● TASK LIST:
a. Answer these questions from the osinit.c patch post:
(i) Which file is the diff fragment meant for?
(ii) In the new version of the code, which path is opened with mode "w" if the first fopen call fails?
(iii) According to the comment in the new code, which call would a real OS use?
b. Decide whether each statement agrees with the osinit.c patch post. Answer yes or no, and quote the words from the post that settle it.
(i) The post presents the diff as an official fix.
(ii) The new version of the code declares a variable named err of type FILE *.
(iii) Readers who are not troubled by the problem are advised to apply the diff anyway.
c. Continue the thread about rgb database corruption from the point where it stops.

-- BEGIN SUPPLIED TEXT --

[comp.windows.x] rgb database corruption

rws@EXPO.LCS.MIT.EDU (06/15/89)

Here's an unofficial diff fragment to server/os/4.2bsd/osinit.c that might or
might not cause this problem to disappear.  You can try it if you are being
pestered by this problem.  You should probably ignore it if you aren't.
Your mileage may vary.

*** 60,70 ****
  	{
  	    long t; 
  	    char *ctime();
  	    fclose(stdin);
  	    fclose(stdout);
  	    sprintf (fname, ADMPATH, display);
! 	    if (!freopen (fname, "a+", stderr))
! 		freopen ("/dev/null", "w", stderr);
  #if defined(macII) || defined(hpux)
  	    {
  	    static char buf[BUFSIZ];
--- 60,80 ----
  	{
  	    long t; 
  	    char *ctime();
+ 	    FILE *err;
  	    fclose(stdin);
  	    fclose(stdout);
  	    sprintf (fname, ADMPATH, display);
! 	    /*
! 	     * uses stdio to avoid os dependencies here,
! 	     * a real os would use
!  	     *  open (fname, O_WRONLY|O_APPEND|O_CREAT, 0666)
! 	     */
! 	    if (!(err = fopen (fname, "a+")))
! 		err = fopen ("/dev/null", "w");
! 	    if (err && (fileno(err) != 2)) {
! 		dup2 (fileno (err), 2);
! 		fclose (err);
! 	    }
  #if defined(macII) || defined(hpux)
  	    {
  	    static char buf[BUFSIZ];

john@acorn.co.uk (John Bowler) (06/16/89)

-- END SUPPLIED TEXT --
-- BEGIN GIVEN DATA --

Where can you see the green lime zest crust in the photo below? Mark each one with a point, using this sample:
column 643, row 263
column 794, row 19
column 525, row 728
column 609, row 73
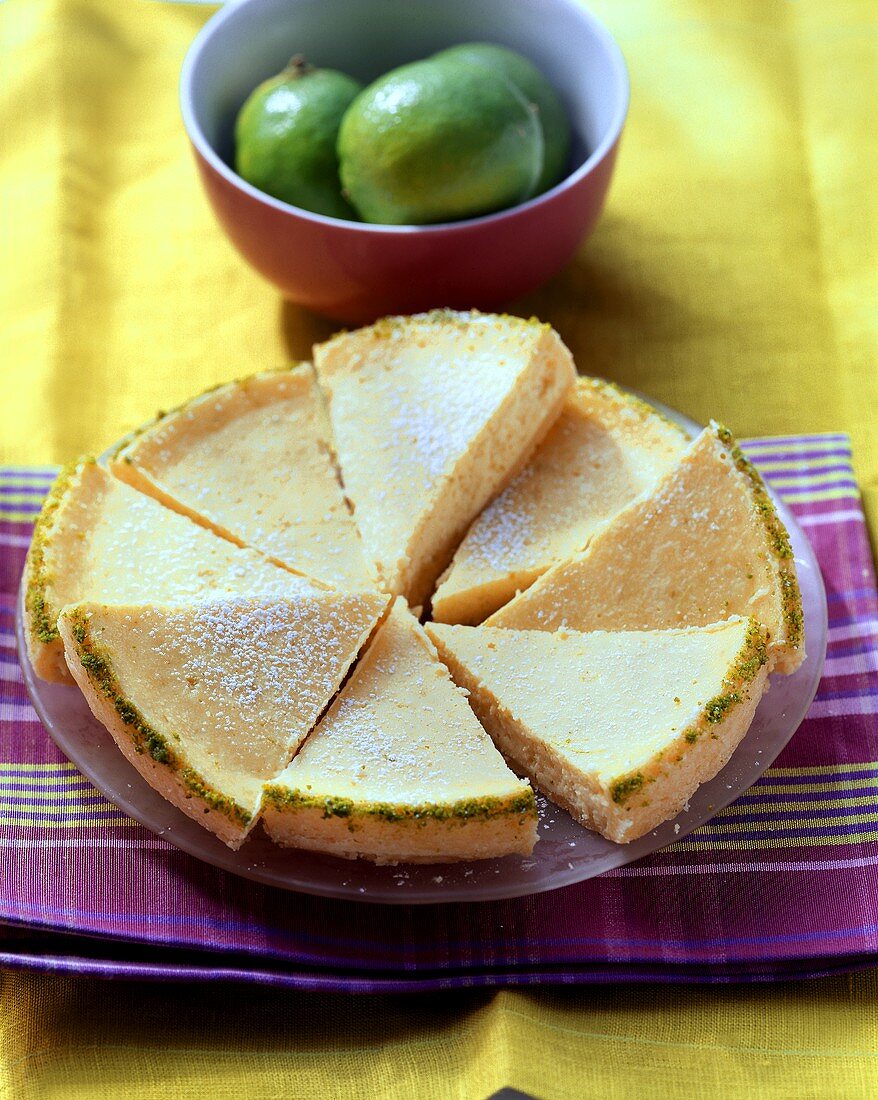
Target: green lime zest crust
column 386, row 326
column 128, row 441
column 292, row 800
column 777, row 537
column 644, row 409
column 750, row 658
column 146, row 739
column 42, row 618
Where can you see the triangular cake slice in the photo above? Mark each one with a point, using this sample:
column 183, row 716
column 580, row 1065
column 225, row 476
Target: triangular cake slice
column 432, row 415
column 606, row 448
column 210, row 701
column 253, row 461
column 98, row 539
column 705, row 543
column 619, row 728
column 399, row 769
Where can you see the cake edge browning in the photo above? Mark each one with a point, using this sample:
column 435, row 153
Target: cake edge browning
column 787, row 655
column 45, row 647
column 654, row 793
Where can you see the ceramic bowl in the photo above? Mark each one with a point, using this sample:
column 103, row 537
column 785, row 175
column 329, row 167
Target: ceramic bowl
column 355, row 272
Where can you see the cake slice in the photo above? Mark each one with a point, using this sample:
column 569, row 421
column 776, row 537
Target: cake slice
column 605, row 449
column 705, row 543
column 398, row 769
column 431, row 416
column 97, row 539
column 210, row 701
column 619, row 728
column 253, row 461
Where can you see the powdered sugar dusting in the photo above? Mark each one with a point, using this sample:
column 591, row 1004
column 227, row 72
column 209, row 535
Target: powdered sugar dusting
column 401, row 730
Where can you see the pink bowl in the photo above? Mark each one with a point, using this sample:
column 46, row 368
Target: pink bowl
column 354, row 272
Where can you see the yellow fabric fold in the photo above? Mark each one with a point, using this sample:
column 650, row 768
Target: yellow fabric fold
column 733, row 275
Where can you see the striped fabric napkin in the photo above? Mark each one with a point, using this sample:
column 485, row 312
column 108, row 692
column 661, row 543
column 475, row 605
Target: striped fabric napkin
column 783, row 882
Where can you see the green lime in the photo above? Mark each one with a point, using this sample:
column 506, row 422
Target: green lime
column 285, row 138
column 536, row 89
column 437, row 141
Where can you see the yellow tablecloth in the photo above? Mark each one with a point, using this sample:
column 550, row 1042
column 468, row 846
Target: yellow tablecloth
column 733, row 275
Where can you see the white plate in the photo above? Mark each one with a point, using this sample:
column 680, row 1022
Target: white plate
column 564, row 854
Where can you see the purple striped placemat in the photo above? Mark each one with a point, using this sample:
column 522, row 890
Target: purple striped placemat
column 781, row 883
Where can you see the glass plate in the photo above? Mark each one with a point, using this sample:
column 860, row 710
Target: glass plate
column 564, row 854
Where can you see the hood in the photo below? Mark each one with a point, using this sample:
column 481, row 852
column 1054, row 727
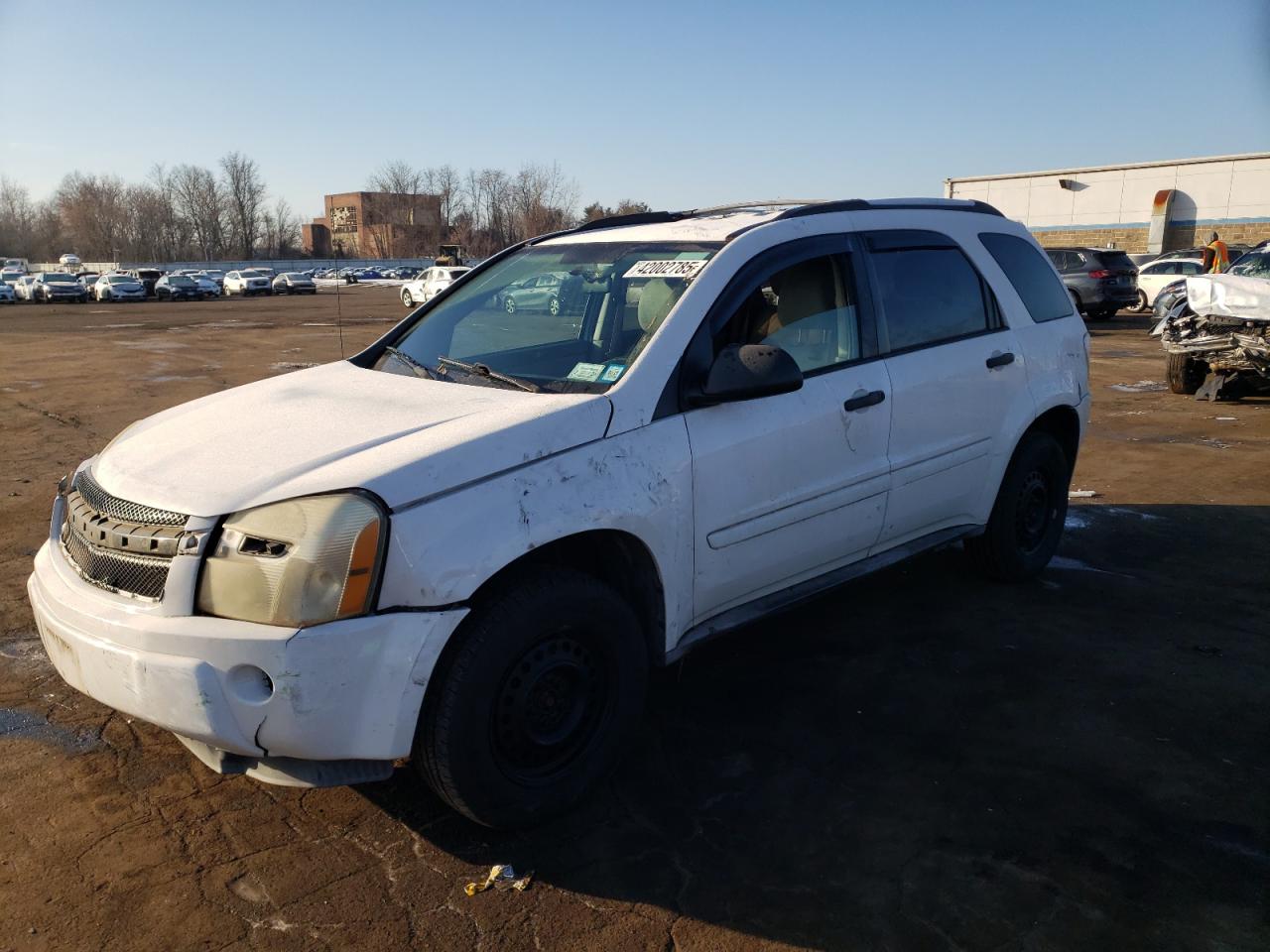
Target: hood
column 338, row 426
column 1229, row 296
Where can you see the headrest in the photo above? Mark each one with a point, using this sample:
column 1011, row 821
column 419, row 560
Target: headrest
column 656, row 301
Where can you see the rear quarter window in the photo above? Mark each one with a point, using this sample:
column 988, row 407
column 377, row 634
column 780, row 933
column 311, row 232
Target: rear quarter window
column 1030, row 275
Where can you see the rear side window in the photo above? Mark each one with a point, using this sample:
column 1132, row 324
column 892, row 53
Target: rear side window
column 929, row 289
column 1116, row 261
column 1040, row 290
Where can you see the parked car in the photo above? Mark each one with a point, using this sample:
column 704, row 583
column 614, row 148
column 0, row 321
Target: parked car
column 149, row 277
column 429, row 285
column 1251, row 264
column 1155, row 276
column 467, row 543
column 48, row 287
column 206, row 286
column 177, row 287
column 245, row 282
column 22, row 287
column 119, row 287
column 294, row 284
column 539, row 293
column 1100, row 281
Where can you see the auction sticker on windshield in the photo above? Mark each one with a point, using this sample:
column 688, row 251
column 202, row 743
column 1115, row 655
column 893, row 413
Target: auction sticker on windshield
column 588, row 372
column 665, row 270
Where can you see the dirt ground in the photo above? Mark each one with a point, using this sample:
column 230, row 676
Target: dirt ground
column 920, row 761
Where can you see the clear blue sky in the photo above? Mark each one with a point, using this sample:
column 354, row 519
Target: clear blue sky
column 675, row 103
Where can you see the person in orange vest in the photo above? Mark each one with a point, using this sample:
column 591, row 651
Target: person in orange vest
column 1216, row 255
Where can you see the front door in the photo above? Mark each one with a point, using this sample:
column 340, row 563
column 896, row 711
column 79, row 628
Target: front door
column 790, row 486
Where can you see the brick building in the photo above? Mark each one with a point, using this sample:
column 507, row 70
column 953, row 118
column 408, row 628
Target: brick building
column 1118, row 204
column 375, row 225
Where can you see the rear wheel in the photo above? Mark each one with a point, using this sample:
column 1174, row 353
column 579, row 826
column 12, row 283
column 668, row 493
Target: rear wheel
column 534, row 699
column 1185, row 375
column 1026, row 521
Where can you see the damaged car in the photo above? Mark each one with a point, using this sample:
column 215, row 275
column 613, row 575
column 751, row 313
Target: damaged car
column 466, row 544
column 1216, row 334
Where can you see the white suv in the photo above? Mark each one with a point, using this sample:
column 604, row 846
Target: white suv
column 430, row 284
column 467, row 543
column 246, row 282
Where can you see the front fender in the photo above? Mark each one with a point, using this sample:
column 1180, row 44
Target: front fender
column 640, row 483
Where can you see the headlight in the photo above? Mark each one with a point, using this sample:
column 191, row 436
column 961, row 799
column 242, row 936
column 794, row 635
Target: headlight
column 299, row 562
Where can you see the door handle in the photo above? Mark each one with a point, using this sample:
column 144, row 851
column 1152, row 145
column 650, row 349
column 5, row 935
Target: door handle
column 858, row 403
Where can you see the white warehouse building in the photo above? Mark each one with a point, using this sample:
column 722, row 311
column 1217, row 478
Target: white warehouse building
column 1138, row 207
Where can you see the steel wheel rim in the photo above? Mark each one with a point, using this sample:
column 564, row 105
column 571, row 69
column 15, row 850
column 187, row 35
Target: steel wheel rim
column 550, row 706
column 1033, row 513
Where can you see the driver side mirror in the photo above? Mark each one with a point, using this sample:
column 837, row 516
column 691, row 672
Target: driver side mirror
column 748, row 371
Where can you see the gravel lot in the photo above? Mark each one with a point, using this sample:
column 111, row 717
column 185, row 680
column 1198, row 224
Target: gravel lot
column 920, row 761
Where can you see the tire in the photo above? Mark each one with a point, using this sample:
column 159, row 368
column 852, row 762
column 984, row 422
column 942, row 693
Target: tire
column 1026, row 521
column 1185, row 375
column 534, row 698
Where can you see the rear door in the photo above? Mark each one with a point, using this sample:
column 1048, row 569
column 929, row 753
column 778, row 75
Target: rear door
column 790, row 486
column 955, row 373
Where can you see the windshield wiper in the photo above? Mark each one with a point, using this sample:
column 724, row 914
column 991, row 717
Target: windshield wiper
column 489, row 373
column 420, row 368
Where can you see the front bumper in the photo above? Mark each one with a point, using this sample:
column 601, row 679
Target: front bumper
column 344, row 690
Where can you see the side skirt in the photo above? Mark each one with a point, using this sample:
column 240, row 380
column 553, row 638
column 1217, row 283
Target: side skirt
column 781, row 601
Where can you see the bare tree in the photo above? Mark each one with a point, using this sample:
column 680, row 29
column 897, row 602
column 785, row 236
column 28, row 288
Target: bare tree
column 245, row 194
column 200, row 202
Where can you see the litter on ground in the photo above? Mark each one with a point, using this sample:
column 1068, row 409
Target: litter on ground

-- END GIVEN DATA --

● TASK-BY-TASK RESULTS:
a.
(i) server/os/4.2bsd/osinit.c
(ii) /dev/null
(iii) open (fname, O_WRONLY|O_APPEND|O_CREAT, 0666)

b.
(i) No: "Here's an unofficial diff fragment"
(ii) Yes: "FILE *err;"
(iii) No: "You should probably ignore it if you aren't."

c.
In article <8906142323.AA04774@expire.lcs.mit.edu>, rws@EXPO.LCS.MIT.EDU writes:
> Here's an unofficial diff fragment to server/os/4.2bsd/osinit.c that might or
> might not cause this problem to disappear.  You can try it if you are being
> pestered by this problem.  You should probably ignore it if you aren't.
> Your mileage may vary.
> 
> [Patch - most omitted]
> ! 	    if (!(err = fopen (fname, "a+")))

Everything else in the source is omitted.